◆ **Texto mostrado**:

★ ★ ★ ★ ★ ★ ★

No había para Francesca edificio más intimidante ni pórtico más amenazador. No había, tampoco, un ambiente más frío ni un sentir más indiferente. Todo producía aprensión. Francesca era una dulce y linda niñita de seis años de edad. El edificio al cual entraban era un asilo para niños con enfermedades mentales. Y quienes la llevaban de la mano eran sus propios padres.
Hablaron largamente con el médico. Después llenaron una buena cantidad de papeles. La niña, con un leve retraso mental, miraba todo con asombro. Cuando terminaron de hablar, le dijeron a Francesca: «Espéranos aquí. Volveremos pronto.» Y diciendo eso, salieron por la misma puerta por donde habían entrado.
La niña quedó sola y confundida en manos de extraños. Y los padres nunca regresaron. La chiquita pasó el tiempo en silencio, sin hablar, sin sonreír, casi sin moverse, esperando inútilmente el regreso de sus padres.
Después de cuatro años, siempre esperando, se ahogó con una semilla de ciruela. No se sabe si fue sin querer o si ella misma lo provocó, pero murió esperando. A pesar de su corta edad, tenía un corazón sensible que nunca pudo comprender por qué la abandonaron sus padres.
¡Qué duros e inhumanos son los corazones de algunas personas! A nosotros nunca se nos ocurriría hacer algo así. Y sin embargo, ¡qué fácil nos es estar totalmente imbuidos en nuestros intereses personales! En el trabajo, en la actividad social, o incluso en la televisión, estamos nosotros también, sin advertirlo, abandonando con indiferencia a los hijos nuestros.

★ ★ ★ ★ ★ ★ ★

◆ **Datos del ejercicio**:
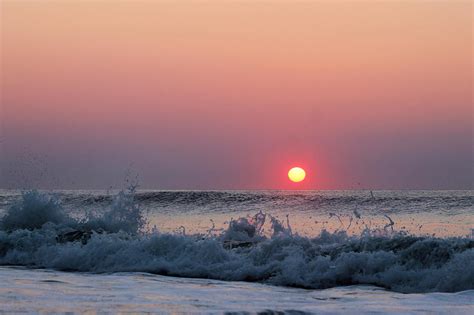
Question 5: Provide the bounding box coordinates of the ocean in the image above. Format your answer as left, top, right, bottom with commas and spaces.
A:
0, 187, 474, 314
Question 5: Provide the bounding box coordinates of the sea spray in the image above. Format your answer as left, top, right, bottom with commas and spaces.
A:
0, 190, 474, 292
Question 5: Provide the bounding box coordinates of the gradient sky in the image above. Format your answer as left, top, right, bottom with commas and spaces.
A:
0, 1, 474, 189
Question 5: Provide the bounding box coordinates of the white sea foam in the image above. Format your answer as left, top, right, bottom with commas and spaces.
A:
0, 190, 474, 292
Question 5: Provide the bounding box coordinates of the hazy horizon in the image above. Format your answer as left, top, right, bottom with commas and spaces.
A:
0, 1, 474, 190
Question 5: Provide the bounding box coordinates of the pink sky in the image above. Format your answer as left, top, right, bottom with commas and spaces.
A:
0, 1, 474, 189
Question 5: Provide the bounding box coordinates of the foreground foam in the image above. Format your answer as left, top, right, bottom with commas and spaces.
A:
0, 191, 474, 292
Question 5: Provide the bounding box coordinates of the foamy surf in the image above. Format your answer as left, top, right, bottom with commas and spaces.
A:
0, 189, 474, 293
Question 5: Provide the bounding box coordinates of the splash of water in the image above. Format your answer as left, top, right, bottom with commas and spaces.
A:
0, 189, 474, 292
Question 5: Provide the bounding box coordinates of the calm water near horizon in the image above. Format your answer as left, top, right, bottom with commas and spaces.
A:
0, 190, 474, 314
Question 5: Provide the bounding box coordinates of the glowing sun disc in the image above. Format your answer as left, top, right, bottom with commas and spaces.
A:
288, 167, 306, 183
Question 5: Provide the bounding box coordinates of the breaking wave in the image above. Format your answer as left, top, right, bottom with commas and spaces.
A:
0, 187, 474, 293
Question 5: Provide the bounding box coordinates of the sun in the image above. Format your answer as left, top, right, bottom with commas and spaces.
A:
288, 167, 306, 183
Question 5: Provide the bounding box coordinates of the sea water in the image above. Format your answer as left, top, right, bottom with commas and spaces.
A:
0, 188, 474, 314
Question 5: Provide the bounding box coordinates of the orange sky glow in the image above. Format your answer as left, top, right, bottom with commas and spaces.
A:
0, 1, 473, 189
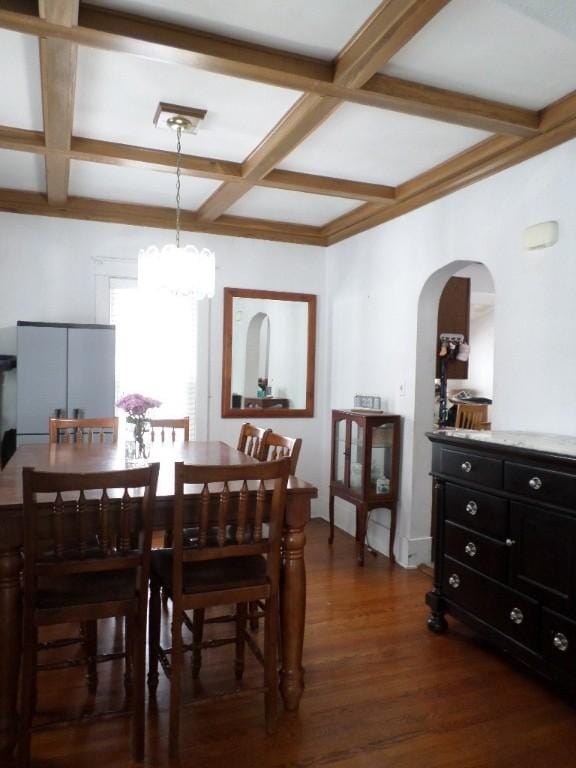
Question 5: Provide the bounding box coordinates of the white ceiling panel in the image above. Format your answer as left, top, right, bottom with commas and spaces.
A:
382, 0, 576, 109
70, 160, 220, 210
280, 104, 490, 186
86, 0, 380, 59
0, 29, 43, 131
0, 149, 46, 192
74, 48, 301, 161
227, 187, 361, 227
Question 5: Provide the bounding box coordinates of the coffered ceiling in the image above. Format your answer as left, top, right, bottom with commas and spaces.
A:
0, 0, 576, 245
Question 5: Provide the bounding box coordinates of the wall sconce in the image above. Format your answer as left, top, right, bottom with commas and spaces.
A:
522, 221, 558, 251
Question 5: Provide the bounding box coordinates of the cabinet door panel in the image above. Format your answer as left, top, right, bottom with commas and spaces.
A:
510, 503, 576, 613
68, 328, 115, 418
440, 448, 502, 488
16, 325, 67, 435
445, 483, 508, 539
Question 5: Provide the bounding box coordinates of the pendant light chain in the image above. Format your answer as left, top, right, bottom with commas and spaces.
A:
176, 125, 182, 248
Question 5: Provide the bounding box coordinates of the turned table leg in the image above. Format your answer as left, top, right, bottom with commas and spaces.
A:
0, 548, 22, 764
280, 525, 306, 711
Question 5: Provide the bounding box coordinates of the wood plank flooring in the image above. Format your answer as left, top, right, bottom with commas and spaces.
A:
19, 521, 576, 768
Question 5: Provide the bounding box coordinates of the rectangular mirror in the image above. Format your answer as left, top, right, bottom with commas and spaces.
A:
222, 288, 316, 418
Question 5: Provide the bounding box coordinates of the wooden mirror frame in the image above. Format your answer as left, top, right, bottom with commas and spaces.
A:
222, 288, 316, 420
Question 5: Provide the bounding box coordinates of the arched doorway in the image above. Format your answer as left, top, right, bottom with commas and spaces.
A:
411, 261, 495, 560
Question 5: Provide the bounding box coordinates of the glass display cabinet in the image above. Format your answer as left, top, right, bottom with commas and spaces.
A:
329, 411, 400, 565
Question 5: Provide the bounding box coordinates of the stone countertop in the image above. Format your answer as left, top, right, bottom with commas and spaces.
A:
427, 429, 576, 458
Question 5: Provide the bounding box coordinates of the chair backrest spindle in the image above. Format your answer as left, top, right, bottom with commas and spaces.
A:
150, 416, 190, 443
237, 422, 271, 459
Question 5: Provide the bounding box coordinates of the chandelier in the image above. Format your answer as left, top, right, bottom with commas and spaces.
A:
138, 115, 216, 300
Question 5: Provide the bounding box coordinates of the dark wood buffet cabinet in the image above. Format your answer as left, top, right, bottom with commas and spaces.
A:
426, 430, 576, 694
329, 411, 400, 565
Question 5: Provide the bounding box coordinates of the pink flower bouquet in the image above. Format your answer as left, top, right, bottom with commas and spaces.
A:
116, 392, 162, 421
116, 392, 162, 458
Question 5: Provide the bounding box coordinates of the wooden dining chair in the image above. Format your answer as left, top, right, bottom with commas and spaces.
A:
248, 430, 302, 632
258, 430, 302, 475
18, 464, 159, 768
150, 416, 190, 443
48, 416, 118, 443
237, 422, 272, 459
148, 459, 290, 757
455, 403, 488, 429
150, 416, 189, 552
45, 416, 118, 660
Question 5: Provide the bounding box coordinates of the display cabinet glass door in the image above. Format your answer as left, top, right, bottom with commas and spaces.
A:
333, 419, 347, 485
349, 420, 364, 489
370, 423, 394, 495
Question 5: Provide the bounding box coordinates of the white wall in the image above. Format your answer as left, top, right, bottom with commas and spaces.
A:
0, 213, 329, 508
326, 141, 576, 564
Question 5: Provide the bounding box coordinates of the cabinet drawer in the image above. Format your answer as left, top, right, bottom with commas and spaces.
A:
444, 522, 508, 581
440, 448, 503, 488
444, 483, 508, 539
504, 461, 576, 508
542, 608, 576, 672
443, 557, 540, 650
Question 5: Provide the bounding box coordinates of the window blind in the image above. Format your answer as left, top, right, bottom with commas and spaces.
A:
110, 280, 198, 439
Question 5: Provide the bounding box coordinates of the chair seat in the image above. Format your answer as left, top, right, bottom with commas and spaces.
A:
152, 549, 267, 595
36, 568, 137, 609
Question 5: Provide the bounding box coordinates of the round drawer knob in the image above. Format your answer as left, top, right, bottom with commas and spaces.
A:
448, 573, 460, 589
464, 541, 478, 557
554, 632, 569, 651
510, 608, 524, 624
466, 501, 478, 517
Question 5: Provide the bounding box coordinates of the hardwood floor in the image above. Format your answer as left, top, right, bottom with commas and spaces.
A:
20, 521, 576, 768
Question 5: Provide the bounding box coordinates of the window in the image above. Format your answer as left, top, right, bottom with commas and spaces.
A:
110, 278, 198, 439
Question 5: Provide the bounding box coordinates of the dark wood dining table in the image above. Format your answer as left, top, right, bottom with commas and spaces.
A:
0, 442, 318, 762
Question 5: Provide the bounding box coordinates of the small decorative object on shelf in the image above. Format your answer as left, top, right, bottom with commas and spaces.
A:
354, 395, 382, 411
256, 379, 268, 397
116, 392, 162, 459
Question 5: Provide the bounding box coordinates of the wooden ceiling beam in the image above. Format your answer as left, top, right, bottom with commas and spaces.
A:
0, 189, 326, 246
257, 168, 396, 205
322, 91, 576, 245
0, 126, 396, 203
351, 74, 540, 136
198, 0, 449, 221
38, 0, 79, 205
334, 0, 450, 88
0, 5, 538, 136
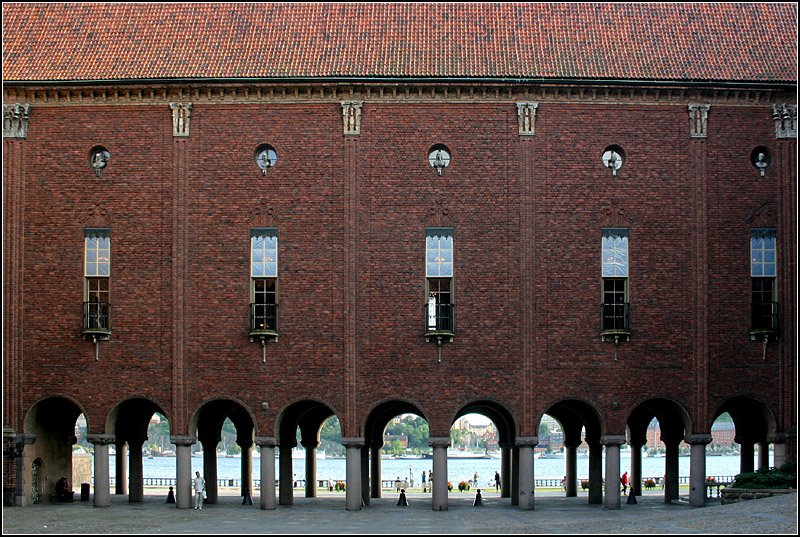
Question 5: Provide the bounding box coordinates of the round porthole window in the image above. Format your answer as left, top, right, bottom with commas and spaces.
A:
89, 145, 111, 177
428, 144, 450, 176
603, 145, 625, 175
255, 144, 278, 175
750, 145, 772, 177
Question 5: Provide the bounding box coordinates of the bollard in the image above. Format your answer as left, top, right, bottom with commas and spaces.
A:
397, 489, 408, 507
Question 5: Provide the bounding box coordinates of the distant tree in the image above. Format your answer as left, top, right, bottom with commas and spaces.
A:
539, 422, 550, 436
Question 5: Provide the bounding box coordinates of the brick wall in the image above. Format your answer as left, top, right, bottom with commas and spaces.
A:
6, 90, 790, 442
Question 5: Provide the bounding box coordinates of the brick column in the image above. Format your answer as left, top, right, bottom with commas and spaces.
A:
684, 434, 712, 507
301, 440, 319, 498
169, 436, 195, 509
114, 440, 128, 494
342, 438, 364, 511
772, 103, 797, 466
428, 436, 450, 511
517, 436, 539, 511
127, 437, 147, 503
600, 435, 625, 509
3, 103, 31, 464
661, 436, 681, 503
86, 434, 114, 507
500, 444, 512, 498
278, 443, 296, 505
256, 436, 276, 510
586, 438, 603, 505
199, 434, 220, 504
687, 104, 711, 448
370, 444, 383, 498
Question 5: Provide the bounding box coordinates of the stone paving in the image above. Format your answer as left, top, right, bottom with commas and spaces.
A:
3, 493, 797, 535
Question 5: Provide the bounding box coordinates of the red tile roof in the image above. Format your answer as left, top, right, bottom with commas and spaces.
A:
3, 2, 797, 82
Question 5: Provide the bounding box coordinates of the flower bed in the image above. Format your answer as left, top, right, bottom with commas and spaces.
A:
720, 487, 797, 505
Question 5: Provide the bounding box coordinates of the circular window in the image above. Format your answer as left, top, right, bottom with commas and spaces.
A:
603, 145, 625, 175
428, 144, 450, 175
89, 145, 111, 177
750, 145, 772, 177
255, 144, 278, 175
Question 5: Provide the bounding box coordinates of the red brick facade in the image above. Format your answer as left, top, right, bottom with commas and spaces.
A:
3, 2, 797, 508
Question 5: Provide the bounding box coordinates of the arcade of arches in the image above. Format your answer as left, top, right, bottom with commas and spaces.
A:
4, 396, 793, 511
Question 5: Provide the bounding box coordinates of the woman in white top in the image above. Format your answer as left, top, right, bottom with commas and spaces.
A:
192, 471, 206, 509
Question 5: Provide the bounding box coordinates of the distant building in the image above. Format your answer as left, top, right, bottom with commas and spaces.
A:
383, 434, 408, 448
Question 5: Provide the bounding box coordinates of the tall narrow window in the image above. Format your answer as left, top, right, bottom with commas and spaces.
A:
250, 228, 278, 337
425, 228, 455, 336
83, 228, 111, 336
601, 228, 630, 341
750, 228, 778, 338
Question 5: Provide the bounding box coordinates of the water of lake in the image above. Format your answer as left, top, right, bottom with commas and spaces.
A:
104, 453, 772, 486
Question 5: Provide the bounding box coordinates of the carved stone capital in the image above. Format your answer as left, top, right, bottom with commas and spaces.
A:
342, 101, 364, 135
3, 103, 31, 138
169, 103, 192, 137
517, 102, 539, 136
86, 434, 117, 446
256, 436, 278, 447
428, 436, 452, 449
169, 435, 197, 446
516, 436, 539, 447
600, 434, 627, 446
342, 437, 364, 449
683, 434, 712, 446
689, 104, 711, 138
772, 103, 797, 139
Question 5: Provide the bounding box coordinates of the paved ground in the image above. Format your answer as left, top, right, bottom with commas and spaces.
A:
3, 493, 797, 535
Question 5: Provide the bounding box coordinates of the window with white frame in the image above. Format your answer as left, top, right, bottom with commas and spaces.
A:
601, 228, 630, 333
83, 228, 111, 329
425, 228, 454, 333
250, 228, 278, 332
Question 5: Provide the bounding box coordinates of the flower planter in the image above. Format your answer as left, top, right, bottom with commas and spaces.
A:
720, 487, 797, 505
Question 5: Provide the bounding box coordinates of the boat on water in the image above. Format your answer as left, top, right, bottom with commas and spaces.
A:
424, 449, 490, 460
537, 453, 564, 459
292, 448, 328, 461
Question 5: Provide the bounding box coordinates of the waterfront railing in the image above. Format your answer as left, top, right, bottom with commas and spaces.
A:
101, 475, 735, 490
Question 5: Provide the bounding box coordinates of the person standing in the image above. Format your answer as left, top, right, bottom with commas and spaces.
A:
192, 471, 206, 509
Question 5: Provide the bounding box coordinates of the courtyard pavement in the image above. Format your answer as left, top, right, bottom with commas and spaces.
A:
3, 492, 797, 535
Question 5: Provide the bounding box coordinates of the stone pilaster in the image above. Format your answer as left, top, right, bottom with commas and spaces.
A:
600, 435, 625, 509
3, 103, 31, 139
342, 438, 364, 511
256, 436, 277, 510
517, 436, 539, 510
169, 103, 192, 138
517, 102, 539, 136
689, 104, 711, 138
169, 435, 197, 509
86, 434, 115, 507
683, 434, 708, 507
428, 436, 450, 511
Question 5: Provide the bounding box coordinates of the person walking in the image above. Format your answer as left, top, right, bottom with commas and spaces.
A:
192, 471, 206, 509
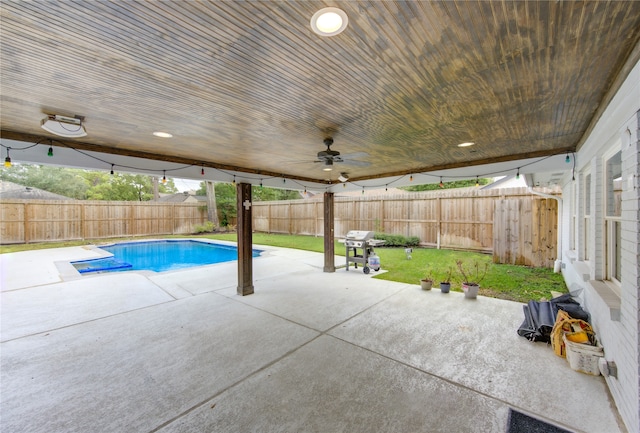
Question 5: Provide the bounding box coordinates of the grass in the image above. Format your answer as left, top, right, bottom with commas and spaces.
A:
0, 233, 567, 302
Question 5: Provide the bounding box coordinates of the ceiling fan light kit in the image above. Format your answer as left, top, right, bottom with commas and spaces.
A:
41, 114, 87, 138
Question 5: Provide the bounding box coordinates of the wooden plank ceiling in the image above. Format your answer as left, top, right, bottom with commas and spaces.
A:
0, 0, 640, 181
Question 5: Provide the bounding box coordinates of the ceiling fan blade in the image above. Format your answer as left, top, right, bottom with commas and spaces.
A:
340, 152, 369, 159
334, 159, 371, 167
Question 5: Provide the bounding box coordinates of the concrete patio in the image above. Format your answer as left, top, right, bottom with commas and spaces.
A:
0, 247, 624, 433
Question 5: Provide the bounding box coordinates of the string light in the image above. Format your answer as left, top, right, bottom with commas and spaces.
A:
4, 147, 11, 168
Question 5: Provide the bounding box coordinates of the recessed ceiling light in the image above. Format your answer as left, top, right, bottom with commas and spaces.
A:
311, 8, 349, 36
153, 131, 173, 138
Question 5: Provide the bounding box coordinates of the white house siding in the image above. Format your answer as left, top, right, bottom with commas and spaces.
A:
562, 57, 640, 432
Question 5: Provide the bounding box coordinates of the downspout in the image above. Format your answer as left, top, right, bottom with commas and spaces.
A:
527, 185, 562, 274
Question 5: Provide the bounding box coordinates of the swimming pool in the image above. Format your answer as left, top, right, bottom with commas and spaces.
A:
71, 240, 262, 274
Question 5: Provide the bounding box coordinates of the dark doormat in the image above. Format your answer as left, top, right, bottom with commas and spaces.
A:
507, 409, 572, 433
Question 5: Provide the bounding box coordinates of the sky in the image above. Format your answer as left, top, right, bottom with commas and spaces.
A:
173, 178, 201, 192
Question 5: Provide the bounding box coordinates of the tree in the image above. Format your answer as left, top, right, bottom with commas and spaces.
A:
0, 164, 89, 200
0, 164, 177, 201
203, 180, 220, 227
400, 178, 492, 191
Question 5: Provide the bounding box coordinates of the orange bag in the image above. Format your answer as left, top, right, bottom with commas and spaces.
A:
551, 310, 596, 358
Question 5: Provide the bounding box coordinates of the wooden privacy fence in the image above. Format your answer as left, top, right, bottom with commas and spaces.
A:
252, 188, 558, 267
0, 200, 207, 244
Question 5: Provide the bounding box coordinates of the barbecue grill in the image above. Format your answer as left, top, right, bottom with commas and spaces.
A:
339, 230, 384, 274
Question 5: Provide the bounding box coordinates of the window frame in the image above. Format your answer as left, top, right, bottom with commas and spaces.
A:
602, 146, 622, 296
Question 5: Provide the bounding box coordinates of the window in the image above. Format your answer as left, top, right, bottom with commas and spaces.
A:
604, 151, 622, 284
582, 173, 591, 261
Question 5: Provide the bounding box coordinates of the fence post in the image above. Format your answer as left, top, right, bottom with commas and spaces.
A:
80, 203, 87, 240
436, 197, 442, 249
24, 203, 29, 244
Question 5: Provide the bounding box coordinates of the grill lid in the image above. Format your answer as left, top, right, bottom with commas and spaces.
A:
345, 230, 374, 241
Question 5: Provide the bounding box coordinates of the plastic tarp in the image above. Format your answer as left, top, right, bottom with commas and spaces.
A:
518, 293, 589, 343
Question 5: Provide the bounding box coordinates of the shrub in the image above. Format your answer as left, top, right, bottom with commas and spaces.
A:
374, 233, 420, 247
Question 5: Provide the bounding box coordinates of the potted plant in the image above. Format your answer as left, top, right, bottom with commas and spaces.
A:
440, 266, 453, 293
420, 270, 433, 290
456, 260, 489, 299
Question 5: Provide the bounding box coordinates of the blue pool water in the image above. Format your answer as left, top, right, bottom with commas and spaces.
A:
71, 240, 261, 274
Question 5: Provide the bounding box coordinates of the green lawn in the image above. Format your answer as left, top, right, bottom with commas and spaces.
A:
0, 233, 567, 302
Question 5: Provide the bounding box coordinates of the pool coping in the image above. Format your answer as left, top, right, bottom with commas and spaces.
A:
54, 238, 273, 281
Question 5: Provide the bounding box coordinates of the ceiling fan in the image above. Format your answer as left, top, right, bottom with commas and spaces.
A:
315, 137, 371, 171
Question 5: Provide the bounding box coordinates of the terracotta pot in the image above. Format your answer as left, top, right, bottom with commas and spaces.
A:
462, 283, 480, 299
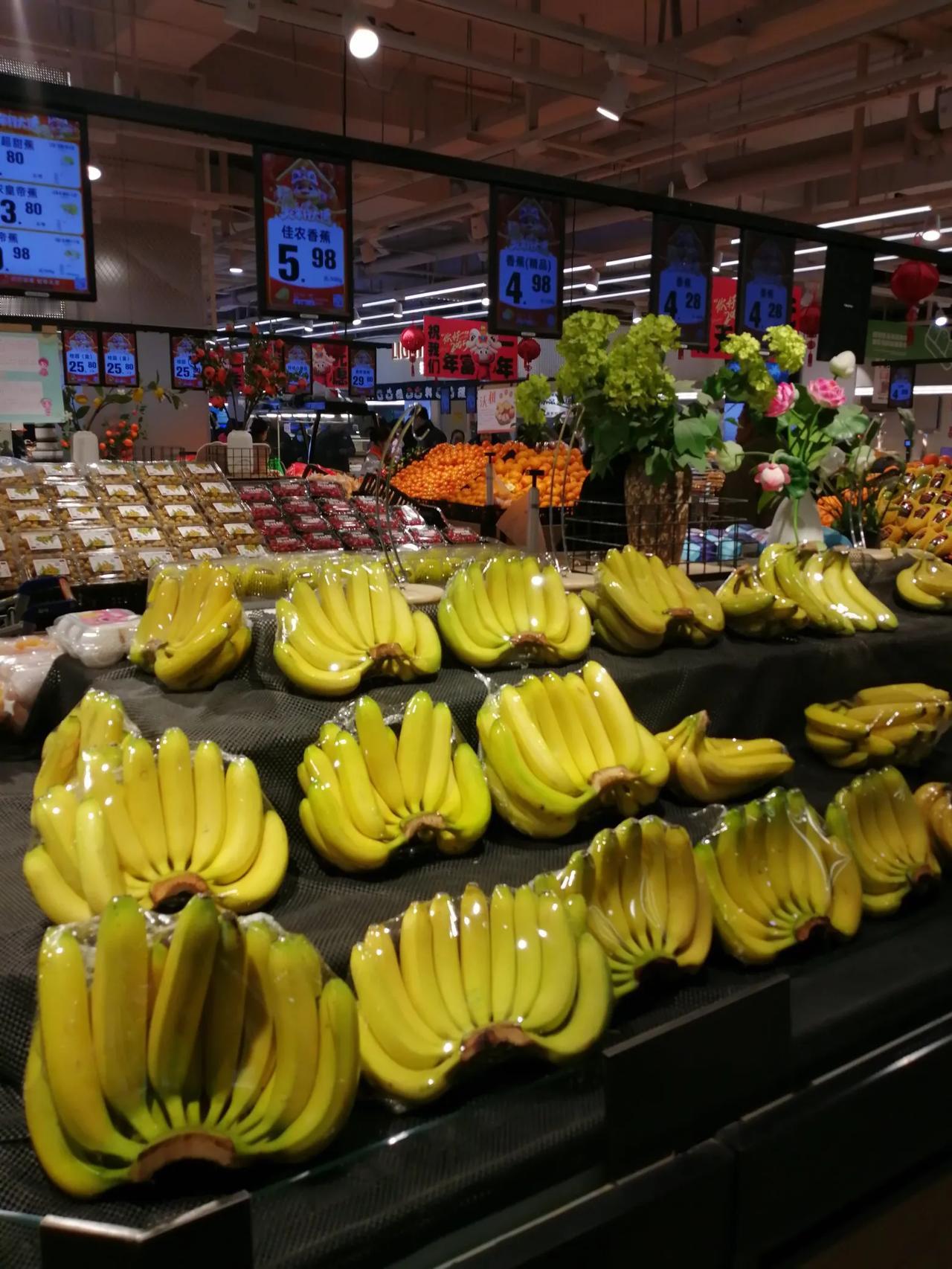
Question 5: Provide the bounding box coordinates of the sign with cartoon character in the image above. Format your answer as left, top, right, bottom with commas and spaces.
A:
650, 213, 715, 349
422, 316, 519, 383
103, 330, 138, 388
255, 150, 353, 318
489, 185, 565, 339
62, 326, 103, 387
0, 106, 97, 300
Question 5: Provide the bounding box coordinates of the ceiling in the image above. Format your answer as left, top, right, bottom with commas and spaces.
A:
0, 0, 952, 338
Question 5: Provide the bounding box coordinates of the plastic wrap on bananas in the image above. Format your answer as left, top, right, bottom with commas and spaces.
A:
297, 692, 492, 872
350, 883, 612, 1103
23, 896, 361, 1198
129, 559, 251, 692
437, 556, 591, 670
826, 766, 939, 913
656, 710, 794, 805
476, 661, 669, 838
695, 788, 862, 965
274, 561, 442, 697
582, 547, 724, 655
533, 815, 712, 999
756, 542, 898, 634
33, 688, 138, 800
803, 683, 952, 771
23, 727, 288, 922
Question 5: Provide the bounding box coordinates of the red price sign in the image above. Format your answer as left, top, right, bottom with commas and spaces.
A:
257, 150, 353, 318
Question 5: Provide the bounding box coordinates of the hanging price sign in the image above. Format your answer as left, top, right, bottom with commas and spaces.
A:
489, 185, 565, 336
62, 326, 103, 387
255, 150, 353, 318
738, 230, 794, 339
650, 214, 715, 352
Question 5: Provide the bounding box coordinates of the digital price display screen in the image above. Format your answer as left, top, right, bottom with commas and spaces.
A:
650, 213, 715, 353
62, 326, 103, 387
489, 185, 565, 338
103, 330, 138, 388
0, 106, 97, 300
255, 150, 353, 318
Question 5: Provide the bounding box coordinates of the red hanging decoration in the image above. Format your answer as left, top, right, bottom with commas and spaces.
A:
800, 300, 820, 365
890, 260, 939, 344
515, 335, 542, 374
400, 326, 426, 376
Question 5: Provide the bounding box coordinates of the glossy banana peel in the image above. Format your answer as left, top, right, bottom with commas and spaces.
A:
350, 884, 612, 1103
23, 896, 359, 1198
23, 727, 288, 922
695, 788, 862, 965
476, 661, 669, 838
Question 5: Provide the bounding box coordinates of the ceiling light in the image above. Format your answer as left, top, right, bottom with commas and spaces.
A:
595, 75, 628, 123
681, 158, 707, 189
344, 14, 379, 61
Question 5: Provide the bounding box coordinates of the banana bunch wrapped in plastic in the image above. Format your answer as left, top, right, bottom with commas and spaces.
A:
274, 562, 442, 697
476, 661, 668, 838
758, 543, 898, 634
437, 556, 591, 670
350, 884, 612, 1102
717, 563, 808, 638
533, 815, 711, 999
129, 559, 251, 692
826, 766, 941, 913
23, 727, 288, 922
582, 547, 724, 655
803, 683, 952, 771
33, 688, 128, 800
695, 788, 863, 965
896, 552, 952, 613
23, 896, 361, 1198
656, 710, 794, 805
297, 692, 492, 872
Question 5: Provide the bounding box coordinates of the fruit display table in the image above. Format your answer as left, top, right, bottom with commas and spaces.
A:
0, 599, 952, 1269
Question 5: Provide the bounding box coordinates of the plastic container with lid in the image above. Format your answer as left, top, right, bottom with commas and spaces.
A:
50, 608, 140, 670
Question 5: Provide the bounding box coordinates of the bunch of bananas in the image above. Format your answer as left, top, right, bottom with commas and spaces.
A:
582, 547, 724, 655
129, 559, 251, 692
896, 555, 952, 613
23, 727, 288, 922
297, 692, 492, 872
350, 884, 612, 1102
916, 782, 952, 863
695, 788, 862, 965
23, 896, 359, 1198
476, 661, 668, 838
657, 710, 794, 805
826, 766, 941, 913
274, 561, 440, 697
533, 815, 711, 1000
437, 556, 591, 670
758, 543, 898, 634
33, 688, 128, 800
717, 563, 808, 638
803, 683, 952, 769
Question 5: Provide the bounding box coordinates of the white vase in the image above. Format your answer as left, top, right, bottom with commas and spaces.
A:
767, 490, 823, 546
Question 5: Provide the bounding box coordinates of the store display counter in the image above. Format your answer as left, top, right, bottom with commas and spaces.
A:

★ ★ ★ ★ ★ ★ ★

◆ **Tareas por realizar**:
[1] Copia de nuevo el fragmento del relato sobre Francesca que va entre "Hablaron largamente con" y "abandonaron sus padres.", ambos incluidos, y reemplaza "padres" por "progenitores".
[2] Según el relato sobre Francesca, ¿qué edad tenía la niña cuando la llevaron al asilo?

◆ **Respuestas escritas**:
[1]
Hablaron largamente con el médico. Después llenaron una buena cantidad de papeles. La niña, con un leve retraso mental, miraba todo con asombro. Cuando terminaron de hablar, le dijeron a Francesca: «Espéranos aquí. Volveremos pronto.» Y diciendo eso, salieron por la misma puerta por donde habían entrado.
La niña quedó sola y confundida en manos de extraños. Y los progenitores nunca regresaron. La chiquita pasó el tiempo en silencio, sin hablar, sin sonreír, casi sin moverse, esperando inútilmente el regreso de sus progenitores.
Después de cuatro años, siempre esperando, se ahogó con una semilla de ciruela. No se sabe si fue sin querer o si ella misma lo provocó, pero murió esperando. A pesar de su corta edad, tenía un corazón sensible que nunca pudo comprender por qué la abandonaron sus progenitores.

[2] Tenía seis años.